* EXCERPTED DATA:
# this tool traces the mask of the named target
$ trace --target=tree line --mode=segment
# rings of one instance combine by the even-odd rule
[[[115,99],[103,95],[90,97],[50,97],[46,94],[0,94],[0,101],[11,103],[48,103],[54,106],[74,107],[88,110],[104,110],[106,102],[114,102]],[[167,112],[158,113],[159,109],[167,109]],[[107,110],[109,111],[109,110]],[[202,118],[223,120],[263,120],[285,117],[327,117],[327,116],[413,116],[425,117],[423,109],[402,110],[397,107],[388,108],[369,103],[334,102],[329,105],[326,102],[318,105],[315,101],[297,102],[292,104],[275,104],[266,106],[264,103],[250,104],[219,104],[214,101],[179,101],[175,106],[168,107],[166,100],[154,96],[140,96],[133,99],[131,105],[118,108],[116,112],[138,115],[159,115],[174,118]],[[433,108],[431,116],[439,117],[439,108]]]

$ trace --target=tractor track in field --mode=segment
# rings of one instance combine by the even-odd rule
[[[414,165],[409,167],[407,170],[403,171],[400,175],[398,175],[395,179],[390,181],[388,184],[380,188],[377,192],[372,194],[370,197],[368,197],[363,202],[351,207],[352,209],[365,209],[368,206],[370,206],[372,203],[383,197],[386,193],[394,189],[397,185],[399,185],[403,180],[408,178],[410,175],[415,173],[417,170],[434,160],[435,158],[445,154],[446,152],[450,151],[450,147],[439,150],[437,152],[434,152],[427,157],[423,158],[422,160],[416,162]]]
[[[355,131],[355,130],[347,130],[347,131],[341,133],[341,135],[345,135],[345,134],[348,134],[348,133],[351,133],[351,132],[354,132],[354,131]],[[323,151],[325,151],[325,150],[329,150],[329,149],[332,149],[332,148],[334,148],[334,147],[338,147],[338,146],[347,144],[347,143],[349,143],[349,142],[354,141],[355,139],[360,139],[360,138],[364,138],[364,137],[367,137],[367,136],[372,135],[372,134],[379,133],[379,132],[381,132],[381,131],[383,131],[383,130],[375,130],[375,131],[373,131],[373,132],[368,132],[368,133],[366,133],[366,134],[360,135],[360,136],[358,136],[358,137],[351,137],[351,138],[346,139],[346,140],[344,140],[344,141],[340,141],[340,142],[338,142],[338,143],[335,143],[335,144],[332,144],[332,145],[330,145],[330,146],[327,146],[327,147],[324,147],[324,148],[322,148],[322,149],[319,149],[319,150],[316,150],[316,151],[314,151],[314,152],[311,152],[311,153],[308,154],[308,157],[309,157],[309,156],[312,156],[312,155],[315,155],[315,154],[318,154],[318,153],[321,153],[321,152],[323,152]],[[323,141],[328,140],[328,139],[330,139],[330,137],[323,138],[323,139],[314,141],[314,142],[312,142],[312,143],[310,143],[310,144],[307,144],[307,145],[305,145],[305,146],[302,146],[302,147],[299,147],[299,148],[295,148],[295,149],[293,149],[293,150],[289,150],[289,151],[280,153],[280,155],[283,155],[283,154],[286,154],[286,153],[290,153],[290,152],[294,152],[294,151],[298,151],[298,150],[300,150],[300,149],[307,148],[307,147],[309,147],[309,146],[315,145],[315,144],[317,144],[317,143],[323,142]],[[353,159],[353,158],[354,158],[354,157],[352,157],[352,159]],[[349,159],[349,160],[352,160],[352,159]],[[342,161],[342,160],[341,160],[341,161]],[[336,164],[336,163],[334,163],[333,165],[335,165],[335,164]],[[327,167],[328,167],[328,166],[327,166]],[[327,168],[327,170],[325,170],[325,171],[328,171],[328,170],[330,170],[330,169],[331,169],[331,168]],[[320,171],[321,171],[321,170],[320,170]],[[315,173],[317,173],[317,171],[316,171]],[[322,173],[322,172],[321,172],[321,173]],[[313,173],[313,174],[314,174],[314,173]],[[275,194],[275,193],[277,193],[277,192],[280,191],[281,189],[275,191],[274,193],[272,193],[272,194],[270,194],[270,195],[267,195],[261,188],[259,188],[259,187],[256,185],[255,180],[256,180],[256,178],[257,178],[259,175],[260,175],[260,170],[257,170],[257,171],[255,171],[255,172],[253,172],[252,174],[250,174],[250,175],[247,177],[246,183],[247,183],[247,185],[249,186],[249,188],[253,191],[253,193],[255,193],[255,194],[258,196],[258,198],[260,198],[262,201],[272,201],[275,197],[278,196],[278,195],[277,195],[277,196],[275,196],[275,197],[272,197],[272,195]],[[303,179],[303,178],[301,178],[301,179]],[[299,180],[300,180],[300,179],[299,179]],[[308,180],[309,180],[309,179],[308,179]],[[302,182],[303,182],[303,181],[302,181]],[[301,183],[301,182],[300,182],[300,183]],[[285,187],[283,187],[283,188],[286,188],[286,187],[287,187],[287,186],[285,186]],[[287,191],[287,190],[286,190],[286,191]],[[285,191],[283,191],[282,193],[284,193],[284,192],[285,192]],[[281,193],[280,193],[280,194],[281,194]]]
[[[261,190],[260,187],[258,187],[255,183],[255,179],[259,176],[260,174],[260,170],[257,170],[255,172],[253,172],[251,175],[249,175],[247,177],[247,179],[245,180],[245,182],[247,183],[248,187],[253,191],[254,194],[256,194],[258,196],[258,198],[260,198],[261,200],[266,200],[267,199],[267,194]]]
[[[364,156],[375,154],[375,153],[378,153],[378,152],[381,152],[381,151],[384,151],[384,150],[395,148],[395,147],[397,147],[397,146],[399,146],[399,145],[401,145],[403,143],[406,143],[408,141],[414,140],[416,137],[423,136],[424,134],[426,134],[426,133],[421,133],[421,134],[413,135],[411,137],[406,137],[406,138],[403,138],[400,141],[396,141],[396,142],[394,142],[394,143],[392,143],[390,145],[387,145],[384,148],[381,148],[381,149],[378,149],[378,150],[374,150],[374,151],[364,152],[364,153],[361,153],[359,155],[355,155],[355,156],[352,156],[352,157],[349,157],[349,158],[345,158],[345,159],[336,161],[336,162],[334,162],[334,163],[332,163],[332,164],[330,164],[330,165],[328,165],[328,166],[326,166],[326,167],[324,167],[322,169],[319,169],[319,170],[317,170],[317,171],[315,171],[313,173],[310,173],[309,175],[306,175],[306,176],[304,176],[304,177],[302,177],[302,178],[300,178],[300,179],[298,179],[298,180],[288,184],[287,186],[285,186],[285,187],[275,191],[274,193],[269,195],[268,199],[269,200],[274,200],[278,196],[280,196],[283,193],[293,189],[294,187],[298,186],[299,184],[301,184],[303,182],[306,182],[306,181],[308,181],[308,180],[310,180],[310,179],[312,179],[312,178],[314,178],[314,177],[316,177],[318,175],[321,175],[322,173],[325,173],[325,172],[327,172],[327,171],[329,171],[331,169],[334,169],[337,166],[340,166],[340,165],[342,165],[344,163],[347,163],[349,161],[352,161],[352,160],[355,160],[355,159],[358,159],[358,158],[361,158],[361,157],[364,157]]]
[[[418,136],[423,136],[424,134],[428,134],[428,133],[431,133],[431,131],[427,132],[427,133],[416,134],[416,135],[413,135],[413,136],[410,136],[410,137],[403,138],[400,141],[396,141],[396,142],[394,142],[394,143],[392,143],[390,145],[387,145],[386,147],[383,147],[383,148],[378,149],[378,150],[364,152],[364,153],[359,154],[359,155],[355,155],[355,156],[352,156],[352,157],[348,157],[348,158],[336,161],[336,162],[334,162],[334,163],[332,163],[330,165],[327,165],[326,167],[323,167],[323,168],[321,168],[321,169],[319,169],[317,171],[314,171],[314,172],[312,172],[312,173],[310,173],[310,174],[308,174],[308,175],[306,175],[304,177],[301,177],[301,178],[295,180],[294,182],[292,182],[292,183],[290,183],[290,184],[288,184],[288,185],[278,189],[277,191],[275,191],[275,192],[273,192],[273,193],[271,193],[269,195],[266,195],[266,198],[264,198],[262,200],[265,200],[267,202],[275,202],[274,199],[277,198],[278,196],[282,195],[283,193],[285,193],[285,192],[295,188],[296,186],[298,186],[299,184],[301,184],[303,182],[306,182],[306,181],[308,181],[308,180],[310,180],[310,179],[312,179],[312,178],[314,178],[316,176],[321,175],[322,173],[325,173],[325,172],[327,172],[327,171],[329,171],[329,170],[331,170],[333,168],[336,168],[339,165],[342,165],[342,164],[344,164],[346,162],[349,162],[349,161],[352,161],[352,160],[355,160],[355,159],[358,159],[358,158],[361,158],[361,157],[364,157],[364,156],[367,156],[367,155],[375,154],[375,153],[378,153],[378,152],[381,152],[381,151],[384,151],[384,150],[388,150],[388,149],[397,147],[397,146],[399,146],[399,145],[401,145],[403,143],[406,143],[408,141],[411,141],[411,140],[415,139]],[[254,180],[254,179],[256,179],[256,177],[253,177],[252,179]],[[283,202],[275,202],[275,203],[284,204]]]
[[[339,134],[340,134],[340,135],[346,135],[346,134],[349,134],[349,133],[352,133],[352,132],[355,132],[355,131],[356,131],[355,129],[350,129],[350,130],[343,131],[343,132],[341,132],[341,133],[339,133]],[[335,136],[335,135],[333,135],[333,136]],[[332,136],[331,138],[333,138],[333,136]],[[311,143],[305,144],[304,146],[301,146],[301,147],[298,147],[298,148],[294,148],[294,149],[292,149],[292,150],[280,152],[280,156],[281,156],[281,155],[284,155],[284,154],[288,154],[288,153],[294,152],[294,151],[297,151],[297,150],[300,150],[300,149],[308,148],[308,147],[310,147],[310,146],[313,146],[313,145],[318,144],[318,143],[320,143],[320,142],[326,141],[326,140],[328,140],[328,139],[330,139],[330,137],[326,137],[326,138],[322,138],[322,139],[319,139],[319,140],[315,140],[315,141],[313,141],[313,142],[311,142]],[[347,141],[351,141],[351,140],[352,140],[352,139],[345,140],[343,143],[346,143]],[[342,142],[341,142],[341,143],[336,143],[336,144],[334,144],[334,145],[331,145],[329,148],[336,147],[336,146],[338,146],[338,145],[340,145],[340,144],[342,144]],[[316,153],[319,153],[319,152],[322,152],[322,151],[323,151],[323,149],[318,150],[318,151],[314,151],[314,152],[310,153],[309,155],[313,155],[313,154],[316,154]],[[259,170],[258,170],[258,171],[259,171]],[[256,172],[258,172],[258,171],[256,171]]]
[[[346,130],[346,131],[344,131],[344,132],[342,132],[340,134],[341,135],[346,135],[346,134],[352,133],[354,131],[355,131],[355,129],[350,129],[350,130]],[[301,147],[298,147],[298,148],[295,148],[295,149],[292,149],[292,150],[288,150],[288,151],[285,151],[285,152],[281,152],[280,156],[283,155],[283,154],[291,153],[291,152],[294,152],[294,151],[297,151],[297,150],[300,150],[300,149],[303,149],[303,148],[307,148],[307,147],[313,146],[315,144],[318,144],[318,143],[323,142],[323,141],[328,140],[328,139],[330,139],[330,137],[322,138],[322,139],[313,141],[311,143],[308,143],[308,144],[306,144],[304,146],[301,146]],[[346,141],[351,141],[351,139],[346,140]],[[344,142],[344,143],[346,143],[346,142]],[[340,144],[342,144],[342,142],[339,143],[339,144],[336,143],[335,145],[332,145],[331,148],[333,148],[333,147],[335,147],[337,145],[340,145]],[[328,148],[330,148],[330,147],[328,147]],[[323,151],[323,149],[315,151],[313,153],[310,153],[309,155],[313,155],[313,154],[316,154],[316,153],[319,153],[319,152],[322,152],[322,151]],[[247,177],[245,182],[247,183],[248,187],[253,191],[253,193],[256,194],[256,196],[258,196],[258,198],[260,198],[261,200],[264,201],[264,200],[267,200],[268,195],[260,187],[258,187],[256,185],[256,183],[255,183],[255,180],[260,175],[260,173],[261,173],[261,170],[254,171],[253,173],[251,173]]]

* EXERCISE INSTRUCTIONS: Your output must be the lines of the material above, from the first through the line that contains "--target=tree line --mode=segment", copied exactly. Include both endpoints and nothing else.

* SOLUTION FOR THIS TASK:
# this tool traces the mask of the named target
$ trace --target=tree line --mode=segment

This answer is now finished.